▶ Passage to read:

####

Looking for too long at something can sometimes make it harder to ‘see’ what you are looking for, according to Li Zhaoping and Nathalie Guyader at UCL.
In an odd-one-out type task, a single line orientated like this / was hidden among dozens of lines leaning the other way like this \ and the participants had to indicate which side of the screen the oddball was on (see left-hand image, above). It’s an easy task because the unique line pops out in an attention-grabbing way.
But then the task was made much harder because a vertical or horizontal line (like this – or like this |) was drawn through all the original slanting lines (see right-hand image, above). Again the participants had to spot the oddball – the only item to feature a line slanting to the right /. The intriguing finding is that the participants’ performance became less accurate, the longer they were given to spot the odd-one-out (95 accuracy for a fraction of a second vs. 70 per cent when they had over a second to look). Some of them even said they felt they had spotted the odd-one-out, only for it to disappear the longer they looked.
Although only one item featured a line leaning like this /, with a bit of rotation, all the items were in a sense identical. This is crucial because the researchers said that looking at the display for over a second meant higher-level visual processing had a chance to kick in – processing that is used for recognising objects regardless of their orientation. Once this happened, it made all the items appear the same. By contrast, when the participants were given less than 100ms to look at the display, only lower level visual processing had a chance to take place – the kind of processing that focuses on the features of objects like their orientation – and this made the odd-one-out, with its uniquely slanted line, easier to spot.

####

▶ Information shown:
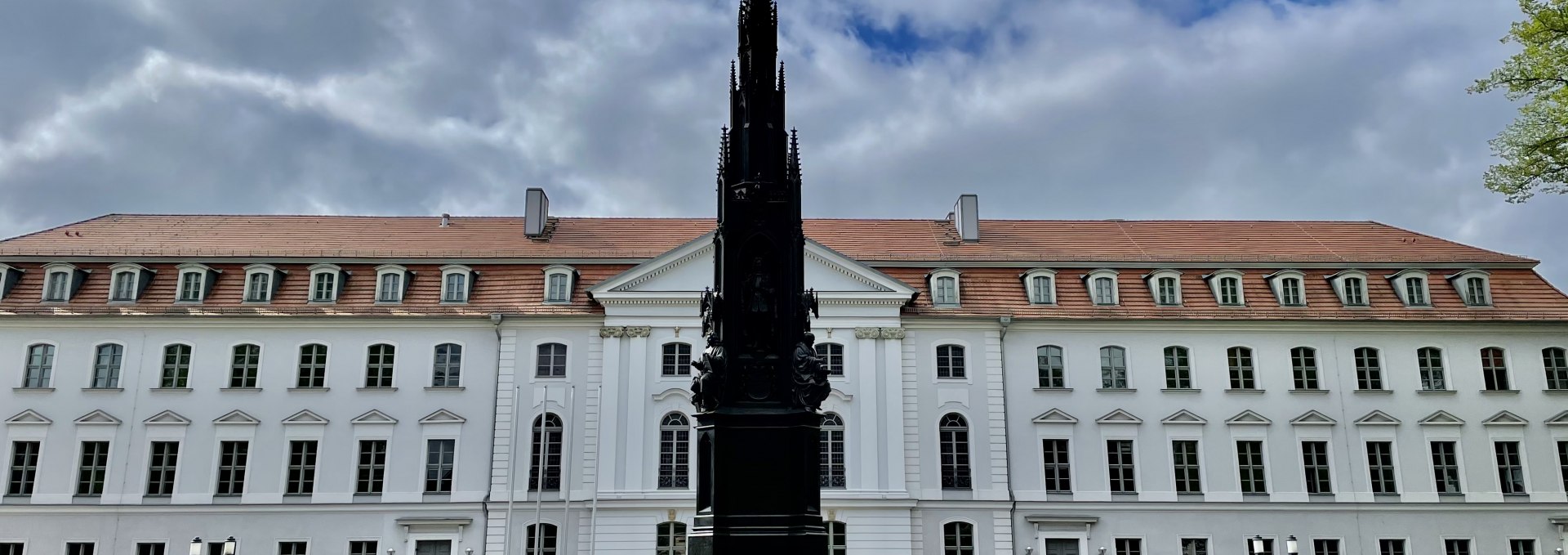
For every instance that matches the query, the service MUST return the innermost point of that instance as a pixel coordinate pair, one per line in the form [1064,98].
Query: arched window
[831,356]
[831,474]
[838,539]
[959,538]
[671,538]
[541,539]
[1431,363]
[949,361]
[1178,367]
[39,365]
[1114,367]
[1242,372]
[105,365]
[954,436]
[1303,367]
[313,365]
[1370,372]
[378,365]
[176,365]
[449,365]
[675,452]
[1493,369]
[676,360]
[1053,372]
[552,361]
[245,364]
[546,452]
[1556,363]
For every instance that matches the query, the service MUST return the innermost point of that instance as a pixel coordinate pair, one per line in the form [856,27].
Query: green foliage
[1534,148]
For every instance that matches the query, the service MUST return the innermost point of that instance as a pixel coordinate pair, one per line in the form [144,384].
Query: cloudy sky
[1046,109]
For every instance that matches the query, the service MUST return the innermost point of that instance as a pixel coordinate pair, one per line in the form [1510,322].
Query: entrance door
[433,548]
[1060,546]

####

▶ Work to complete:
a – Rewrite the odd-one-out passage starting at "Although only one" and ending at "easier to spot.", substituting "scientists" for "researchers".
b – According to the odd-one-out passage, who found that looking at something for too long can make it harder to see?

▶ Written answers:
a –
Although only one item featured a line leaning like this /, with a bit of rotation, all the items were in a sense identical. This is crucial because the scientists said that looking at the display for over a second meant higher-level visual processing had a chance to kick in – processing that is used for recognising objects regardless of their orientation. Once this happened, it made all the items appear the same. By contrast, when the participants were given less than 100ms to look at the display, only lower level visual processing had a chance to take place – the kind of processing that focuses on the features of objects like their orientation – and this made the odd-one-out, with its uniquely slanted line, easier to spot.

b – Li Zhaoping and Nathalie Guyader at UCL.